What is asked =>
Pick out every line below that contains the string "udon", and copy each of those lines in full.

········

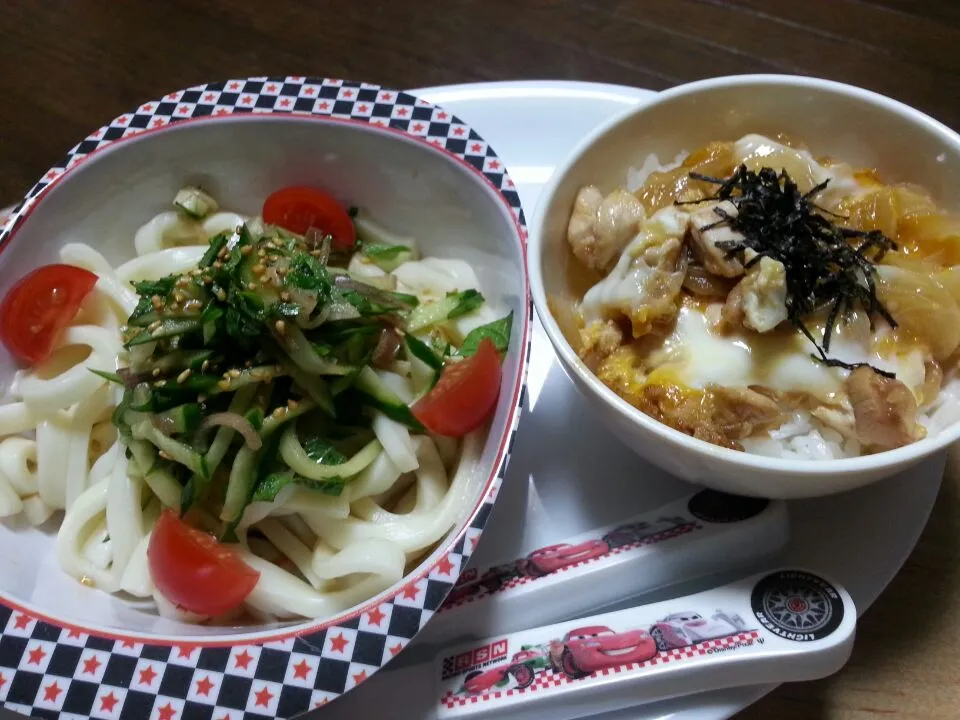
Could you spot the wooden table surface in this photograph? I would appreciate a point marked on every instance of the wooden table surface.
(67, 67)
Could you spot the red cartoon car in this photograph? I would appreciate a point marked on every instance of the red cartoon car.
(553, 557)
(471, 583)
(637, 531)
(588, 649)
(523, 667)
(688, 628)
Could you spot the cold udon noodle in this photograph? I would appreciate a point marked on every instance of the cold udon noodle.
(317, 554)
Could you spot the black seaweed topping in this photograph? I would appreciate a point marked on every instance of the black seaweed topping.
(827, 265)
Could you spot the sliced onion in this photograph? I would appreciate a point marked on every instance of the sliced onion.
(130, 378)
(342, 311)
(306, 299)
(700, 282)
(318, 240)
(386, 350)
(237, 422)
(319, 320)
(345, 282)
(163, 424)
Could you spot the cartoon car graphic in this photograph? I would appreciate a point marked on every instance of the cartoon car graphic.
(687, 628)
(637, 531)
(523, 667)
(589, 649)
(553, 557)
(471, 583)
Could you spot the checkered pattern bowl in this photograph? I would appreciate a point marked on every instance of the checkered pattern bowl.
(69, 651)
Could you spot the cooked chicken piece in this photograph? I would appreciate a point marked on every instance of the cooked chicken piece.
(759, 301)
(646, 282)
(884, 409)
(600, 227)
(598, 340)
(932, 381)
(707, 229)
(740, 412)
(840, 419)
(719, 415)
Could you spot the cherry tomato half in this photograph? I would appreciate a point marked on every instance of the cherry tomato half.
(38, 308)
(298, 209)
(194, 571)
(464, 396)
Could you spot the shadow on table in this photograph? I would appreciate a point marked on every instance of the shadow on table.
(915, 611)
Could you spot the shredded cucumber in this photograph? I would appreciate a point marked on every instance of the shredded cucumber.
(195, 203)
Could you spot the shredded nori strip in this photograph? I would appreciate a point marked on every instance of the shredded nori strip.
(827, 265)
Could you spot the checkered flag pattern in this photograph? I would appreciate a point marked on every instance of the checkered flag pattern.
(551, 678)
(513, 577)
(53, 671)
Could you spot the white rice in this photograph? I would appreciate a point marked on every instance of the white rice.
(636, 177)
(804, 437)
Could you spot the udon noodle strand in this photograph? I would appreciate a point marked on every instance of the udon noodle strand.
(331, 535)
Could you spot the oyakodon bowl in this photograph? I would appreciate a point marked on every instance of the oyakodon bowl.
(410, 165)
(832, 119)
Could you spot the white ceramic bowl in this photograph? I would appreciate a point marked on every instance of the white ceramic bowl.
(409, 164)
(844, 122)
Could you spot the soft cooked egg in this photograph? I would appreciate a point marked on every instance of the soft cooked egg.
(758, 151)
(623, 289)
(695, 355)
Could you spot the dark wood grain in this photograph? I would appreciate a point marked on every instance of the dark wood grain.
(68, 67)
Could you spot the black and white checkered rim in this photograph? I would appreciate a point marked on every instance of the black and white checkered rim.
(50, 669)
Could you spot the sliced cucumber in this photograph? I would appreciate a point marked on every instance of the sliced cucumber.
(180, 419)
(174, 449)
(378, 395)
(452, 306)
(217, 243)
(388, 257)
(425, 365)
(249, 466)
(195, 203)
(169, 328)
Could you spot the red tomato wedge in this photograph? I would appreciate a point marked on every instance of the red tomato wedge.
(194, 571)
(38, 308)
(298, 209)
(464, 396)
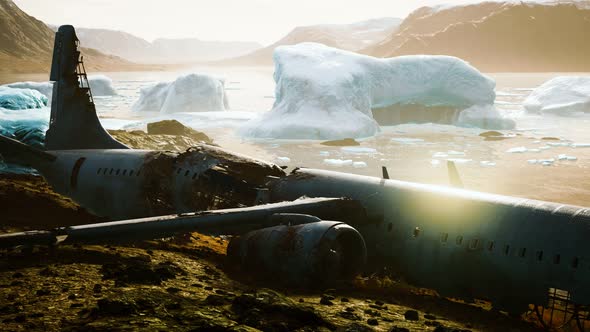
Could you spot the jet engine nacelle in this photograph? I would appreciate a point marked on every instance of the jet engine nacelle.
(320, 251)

········

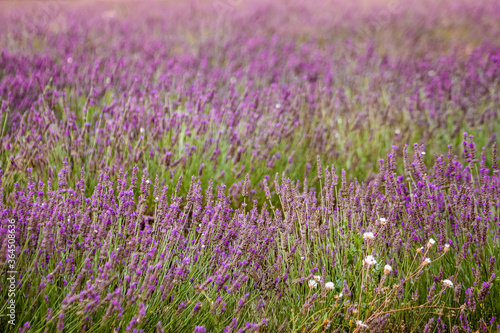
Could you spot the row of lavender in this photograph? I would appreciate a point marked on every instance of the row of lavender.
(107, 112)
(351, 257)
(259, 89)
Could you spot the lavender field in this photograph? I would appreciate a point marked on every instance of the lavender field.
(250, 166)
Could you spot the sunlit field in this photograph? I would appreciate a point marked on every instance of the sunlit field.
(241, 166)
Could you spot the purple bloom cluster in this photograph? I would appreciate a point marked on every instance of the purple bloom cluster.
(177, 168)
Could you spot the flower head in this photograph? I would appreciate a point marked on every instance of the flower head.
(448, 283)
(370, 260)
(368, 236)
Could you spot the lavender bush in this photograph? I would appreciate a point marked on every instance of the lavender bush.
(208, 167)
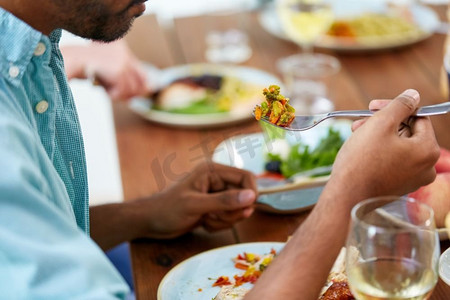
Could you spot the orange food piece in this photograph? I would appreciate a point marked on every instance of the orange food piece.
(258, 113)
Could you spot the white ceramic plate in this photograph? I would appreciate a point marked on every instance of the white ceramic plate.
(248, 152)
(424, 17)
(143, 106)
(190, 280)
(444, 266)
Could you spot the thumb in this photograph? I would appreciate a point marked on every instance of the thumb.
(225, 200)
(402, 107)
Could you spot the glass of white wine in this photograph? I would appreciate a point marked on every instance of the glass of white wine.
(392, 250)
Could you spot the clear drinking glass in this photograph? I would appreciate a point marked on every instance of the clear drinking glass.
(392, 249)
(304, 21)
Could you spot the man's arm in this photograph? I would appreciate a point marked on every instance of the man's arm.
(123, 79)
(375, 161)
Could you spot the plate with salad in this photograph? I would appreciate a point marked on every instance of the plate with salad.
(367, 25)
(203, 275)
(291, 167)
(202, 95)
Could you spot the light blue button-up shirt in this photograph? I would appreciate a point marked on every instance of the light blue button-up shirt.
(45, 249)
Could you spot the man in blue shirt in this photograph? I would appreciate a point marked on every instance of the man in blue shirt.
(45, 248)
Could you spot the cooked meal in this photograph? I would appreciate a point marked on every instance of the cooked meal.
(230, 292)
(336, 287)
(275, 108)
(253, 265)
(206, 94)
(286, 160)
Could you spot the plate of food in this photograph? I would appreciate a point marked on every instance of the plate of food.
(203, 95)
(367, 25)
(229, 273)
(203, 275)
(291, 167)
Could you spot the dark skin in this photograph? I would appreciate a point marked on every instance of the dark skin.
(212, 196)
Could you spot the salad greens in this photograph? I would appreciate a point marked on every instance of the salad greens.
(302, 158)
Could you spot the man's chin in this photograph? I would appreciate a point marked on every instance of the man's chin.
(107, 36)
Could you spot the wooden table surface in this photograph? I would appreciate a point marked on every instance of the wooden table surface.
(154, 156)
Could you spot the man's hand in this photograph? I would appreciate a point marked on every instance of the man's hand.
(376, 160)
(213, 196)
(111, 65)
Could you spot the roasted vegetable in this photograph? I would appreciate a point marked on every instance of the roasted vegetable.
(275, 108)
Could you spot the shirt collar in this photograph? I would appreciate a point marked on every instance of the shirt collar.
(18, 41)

········

Final answer =>
Could you spot the cold udon noodle in this photograph? I would appreciate a point marked on every instance of the cold udon noodle.
Could you spot the udon noodle strand in this photograph? I would appreciate a point marked on every instance of the udon noodle strand.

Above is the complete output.